• _YOUR ASSIGNMENT_
Where a line of the data holds the word "below", copy that line.

• _RECORDS SHOWN_
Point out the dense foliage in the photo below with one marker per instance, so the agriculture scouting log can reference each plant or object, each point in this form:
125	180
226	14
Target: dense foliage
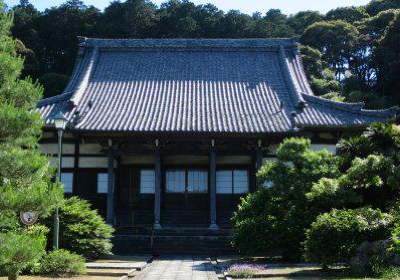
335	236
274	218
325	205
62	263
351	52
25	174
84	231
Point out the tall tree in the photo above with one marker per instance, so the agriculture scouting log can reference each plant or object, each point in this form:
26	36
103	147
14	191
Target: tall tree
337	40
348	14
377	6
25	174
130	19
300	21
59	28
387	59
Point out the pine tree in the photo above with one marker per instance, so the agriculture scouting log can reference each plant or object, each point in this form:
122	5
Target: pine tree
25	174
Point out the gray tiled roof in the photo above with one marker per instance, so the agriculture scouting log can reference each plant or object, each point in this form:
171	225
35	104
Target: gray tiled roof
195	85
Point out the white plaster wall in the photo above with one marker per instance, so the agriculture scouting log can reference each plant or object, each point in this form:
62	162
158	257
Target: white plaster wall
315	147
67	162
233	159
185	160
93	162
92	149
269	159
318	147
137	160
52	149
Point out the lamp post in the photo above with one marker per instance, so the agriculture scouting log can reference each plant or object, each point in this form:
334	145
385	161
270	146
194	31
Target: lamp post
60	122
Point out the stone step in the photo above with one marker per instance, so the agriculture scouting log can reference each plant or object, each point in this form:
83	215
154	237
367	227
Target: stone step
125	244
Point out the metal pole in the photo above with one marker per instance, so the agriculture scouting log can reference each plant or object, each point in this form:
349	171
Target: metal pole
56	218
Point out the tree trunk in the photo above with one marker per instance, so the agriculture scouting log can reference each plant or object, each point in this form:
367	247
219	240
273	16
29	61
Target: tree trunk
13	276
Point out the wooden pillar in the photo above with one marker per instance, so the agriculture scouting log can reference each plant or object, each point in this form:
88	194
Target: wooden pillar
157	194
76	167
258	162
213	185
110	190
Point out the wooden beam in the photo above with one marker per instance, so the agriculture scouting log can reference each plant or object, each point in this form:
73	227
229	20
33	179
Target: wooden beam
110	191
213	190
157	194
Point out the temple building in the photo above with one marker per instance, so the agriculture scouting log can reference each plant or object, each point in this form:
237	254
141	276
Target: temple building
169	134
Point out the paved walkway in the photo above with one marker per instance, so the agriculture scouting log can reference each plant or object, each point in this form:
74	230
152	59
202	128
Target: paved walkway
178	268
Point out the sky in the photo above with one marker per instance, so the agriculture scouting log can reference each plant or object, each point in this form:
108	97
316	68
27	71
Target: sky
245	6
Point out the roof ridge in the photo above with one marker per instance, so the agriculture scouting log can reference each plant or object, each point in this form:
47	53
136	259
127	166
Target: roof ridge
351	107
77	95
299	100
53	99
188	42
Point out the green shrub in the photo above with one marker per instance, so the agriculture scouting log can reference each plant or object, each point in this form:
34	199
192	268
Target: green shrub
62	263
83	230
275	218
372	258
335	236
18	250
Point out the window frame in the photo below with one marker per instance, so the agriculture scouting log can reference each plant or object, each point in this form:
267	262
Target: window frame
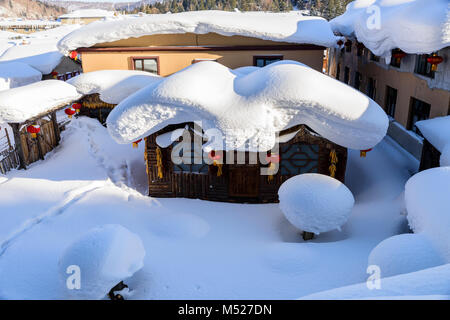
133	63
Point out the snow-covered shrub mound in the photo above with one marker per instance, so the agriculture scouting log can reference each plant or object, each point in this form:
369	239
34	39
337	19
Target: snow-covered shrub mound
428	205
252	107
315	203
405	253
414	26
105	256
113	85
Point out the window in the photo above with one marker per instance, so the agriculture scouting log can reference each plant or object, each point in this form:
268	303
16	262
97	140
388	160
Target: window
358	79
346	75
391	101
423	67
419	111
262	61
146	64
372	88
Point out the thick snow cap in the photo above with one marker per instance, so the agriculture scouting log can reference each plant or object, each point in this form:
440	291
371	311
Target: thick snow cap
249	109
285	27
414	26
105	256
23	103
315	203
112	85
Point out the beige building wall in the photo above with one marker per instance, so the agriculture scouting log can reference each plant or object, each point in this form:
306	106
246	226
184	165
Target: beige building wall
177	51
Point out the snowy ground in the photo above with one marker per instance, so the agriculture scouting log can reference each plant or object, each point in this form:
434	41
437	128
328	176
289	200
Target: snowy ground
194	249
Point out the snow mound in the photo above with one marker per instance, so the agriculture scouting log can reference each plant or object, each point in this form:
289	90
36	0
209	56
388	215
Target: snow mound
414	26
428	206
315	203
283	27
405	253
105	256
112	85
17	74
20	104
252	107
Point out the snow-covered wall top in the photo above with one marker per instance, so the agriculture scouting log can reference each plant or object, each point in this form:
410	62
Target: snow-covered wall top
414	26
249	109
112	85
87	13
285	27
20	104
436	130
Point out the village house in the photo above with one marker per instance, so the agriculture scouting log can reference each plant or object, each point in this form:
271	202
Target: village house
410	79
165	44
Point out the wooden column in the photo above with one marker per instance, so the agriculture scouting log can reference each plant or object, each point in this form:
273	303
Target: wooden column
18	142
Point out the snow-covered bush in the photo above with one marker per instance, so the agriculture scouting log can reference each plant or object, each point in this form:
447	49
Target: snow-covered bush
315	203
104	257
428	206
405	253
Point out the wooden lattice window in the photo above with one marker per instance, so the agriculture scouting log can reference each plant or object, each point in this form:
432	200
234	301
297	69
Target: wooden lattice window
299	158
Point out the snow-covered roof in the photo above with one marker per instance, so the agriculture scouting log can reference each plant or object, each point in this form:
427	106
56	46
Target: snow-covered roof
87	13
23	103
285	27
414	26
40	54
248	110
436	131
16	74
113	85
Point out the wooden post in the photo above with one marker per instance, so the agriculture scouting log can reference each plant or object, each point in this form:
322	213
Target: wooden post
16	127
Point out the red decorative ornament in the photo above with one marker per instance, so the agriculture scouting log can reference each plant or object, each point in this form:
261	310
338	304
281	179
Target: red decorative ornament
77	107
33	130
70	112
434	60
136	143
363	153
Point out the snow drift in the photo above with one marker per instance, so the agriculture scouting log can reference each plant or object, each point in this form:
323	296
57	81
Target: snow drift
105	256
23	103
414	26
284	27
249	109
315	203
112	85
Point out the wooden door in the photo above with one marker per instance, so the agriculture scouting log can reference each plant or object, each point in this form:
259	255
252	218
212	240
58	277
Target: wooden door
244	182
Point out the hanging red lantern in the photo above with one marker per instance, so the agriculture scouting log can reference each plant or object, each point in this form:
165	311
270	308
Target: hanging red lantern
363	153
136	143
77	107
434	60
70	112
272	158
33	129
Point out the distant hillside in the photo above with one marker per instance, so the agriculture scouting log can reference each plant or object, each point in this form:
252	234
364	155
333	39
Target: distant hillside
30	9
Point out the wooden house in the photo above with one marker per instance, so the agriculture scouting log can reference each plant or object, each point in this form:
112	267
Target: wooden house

• _FINISHED EXERCISE_
Point out the dense foliage in the photo below with one marker per instance, so the agriculture scouting log can reference each plant or object, each point in this form:
Point out the window frame in the photo below with one marker per instance, so the agriculture scouting log can reference each plant or object, each point in this form:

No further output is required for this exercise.